#### Requirement:
From the line containing "the tree line and record integer pixel coordinates." through the last line of the records below, each line is to be repeated exactly; pictures are to be omitted.

==== Materials provided

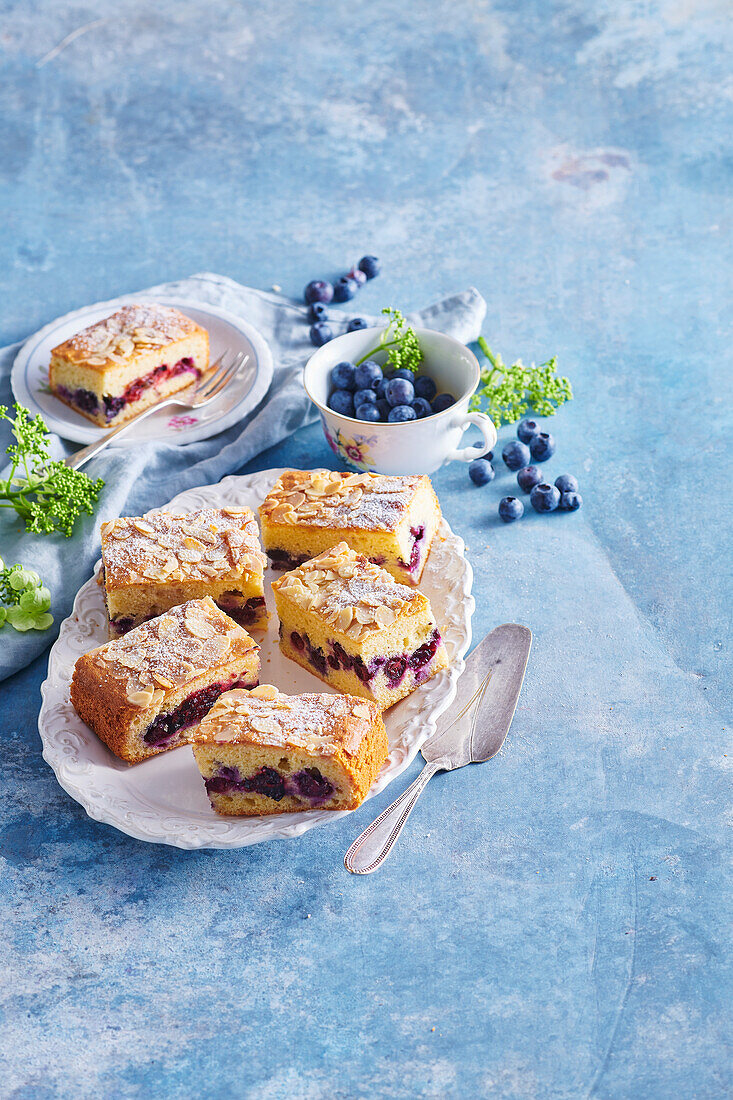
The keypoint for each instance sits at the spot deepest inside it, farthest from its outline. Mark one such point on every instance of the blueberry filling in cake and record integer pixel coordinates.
(391, 520)
(264, 752)
(87, 402)
(350, 623)
(190, 712)
(307, 783)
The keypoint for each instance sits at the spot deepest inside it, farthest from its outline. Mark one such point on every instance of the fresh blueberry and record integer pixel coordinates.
(345, 288)
(527, 477)
(441, 403)
(401, 413)
(318, 290)
(368, 411)
(370, 266)
(510, 508)
(342, 376)
(341, 402)
(425, 387)
(422, 407)
(526, 429)
(545, 497)
(400, 392)
(516, 454)
(320, 333)
(566, 483)
(317, 311)
(570, 501)
(368, 375)
(402, 372)
(481, 472)
(542, 446)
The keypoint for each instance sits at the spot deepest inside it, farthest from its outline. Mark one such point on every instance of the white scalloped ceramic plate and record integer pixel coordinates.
(163, 800)
(30, 375)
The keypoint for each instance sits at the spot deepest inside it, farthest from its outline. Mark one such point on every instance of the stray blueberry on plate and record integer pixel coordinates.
(542, 446)
(368, 375)
(342, 376)
(510, 508)
(400, 392)
(318, 290)
(341, 402)
(545, 497)
(481, 472)
(442, 402)
(401, 413)
(422, 407)
(566, 483)
(370, 266)
(364, 397)
(570, 501)
(528, 477)
(320, 333)
(526, 429)
(345, 288)
(516, 454)
(425, 387)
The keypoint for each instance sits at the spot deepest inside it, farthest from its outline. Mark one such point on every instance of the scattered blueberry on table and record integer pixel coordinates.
(542, 446)
(320, 333)
(545, 497)
(566, 483)
(527, 477)
(515, 454)
(481, 472)
(510, 508)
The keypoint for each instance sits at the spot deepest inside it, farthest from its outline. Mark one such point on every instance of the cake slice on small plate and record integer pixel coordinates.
(265, 752)
(391, 520)
(142, 693)
(119, 366)
(151, 563)
(349, 622)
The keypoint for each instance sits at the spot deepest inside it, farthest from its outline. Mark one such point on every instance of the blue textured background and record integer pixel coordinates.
(556, 923)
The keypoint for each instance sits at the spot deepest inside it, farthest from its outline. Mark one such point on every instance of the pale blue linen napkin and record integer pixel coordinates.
(149, 474)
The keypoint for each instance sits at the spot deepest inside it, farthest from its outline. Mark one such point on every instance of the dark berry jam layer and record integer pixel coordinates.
(188, 713)
(88, 402)
(394, 668)
(307, 784)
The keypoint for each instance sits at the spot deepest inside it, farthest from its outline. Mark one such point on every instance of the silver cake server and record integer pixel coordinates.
(471, 730)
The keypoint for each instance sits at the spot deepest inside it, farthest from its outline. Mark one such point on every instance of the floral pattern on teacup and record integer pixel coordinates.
(354, 451)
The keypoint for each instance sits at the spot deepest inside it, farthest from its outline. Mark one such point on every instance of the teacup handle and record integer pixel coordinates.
(487, 427)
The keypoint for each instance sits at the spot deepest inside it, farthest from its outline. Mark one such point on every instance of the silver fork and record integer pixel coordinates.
(217, 377)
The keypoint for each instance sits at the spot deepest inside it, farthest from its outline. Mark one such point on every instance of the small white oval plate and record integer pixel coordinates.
(30, 376)
(163, 800)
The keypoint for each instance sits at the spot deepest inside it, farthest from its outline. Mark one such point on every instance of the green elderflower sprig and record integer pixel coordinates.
(25, 600)
(507, 392)
(45, 493)
(400, 342)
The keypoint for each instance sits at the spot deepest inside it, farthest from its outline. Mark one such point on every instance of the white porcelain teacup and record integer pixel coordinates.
(415, 447)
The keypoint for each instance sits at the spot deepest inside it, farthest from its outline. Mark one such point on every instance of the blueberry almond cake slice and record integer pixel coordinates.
(142, 693)
(151, 563)
(349, 622)
(117, 367)
(264, 752)
(392, 520)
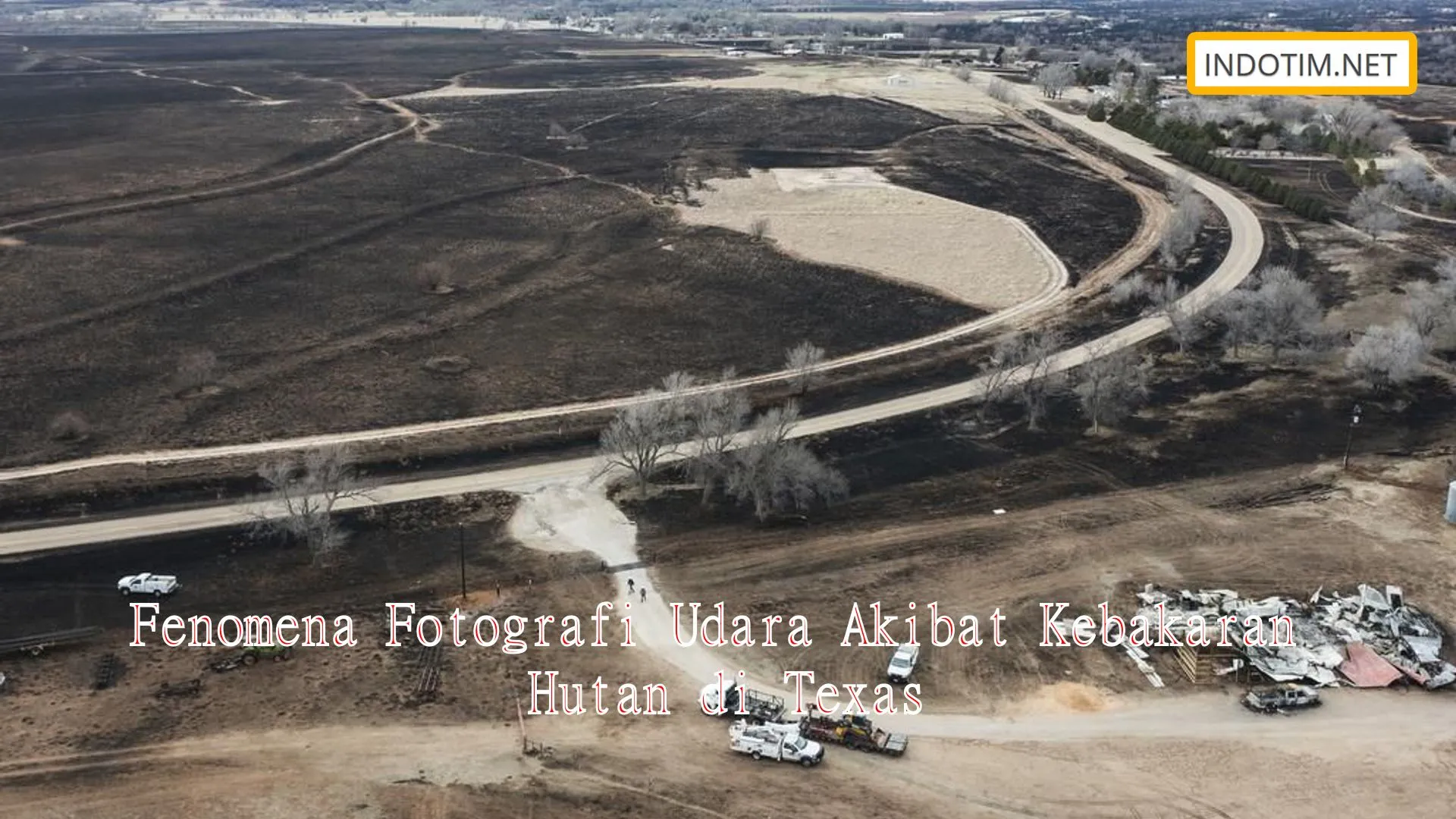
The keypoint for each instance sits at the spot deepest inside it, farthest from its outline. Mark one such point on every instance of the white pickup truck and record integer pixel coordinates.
(775, 742)
(902, 664)
(147, 583)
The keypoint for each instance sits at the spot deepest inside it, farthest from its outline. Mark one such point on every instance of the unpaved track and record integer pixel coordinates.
(1247, 243)
(579, 518)
(1044, 303)
(414, 124)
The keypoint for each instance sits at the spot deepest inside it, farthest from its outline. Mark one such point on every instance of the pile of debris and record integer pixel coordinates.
(1370, 639)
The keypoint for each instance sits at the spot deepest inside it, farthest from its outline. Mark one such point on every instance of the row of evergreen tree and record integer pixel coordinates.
(1193, 146)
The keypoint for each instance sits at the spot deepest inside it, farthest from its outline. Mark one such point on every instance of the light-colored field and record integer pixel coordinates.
(910, 85)
(924, 18)
(855, 218)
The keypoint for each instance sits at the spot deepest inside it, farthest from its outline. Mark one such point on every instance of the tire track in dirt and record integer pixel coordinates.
(416, 124)
(218, 278)
(1019, 315)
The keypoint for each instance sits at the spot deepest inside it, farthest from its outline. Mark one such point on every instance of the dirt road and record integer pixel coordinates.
(579, 518)
(1244, 254)
(1046, 300)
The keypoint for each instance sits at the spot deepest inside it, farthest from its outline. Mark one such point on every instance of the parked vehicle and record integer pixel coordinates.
(147, 583)
(854, 732)
(759, 707)
(775, 742)
(902, 665)
(249, 656)
(1282, 698)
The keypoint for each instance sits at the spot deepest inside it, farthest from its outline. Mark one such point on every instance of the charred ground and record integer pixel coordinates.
(564, 279)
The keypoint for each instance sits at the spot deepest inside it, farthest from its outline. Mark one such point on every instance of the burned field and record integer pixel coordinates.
(479, 265)
(1006, 171)
(573, 71)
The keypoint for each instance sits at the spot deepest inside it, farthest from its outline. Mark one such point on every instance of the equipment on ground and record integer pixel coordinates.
(758, 707)
(1282, 698)
(854, 732)
(147, 583)
(775, 742)
(36, 643)
(249, 656)
(190, 689)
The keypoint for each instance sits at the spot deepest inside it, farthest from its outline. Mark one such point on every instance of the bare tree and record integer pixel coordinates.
(1411, 178)
(714, 419)
(802, 360)
(1356, 121)
(306, 491)
(1030, 357)
(1288, 311)
(1238, 314)
(71, 426)
(1055, 79)
(1001, 91)
(1181, 232)
(1373, 212)
(1430, 309)
(1111, 387)
(775, 472)
(197, 371)
(1184, 324)
(1386, 356)
(641, 435)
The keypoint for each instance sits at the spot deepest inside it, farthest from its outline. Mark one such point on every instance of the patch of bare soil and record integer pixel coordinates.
(854, 218)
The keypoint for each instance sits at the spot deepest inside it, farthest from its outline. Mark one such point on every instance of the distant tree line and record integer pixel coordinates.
(1193, 145)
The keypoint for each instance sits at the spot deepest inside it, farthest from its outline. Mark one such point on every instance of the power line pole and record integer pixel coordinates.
(460, 529)
(1350, 435)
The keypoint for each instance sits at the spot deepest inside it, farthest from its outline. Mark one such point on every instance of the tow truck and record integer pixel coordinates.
(1282, 698)
(775, 742)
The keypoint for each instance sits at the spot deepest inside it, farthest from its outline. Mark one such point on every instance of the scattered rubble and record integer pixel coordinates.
(1369, 639)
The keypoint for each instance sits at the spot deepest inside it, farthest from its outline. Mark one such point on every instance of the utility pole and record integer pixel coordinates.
(460, 529)
(1350, 435)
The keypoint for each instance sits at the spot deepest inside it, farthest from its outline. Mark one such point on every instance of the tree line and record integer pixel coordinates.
(1193, 146)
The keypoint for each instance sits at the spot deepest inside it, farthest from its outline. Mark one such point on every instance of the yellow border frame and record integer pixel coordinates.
(1312, 36)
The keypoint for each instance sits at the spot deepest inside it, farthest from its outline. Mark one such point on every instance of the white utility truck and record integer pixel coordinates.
(775, 742)
(902, 665)
(147, 583)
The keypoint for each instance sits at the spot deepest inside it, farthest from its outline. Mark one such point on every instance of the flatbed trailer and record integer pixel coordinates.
(36, 643)
(854, 732)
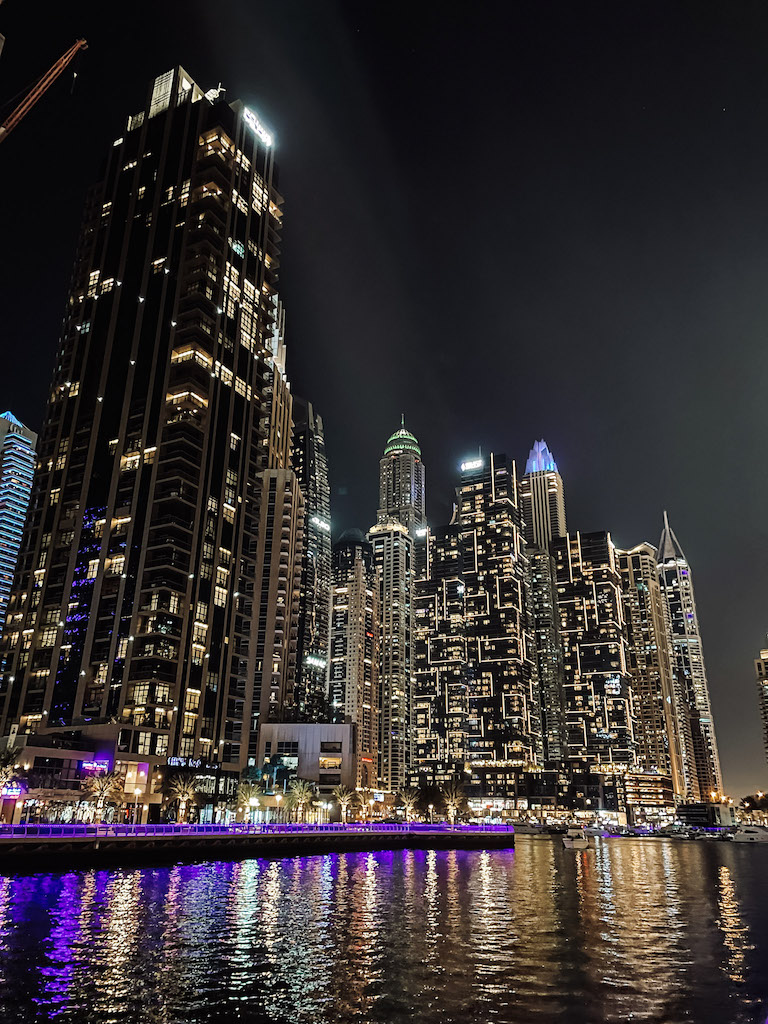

========

#### Exercise answer:
The keypoint for each instance sits at the spot deepest inside it, farthest from its outline. Mark one such point on every instance of the tree line and record integer pixel coordinates.
(1193, 146)
The keypoint for each instance sits at the spot deepest inside it, farthest from its outline. Mark one such point on every instance of the yellow border frame and record integer pixel coordinates.
(1312, 36)
The keypoint for each instance sits at the spot deepest inside it, farthest from its outline. Mark one such point on every instance of the white utility truck and record integer pixel coordinates.
(775, 742)
(902, 665)
(147, 583)
The keypoint for each instance sits at the spot deepest inside it, farthest from its outline. Mark one such point on every instance of the flatbed trailer and record integer pixel coordinates.
(36, 643)
(854, 732)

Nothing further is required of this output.